SOURCE INFORMATION Block Start
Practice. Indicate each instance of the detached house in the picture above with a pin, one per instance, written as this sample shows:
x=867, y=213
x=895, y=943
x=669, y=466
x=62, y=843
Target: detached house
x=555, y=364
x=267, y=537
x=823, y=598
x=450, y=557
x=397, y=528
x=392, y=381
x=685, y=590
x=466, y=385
SOURCE INFORMATION Block End
• _WHAT NEEDS TO BE DONE_
Repeat every record, keeping each word and mark exactly as it is.

• _RESULT_
Practice. Indicate each instance of the detached house in the picture above with a pin, one per instance, written as this sample shows:
x=867, y=213
x=895, y=943
x=669, y=466
x=62, y=843
Target: detached house
x=555, y=364
x=267, y=537
x=823, y=598
x=450, y=557
x=397, y=528
x=392, y=381
x=685, y=590
x=466, y=385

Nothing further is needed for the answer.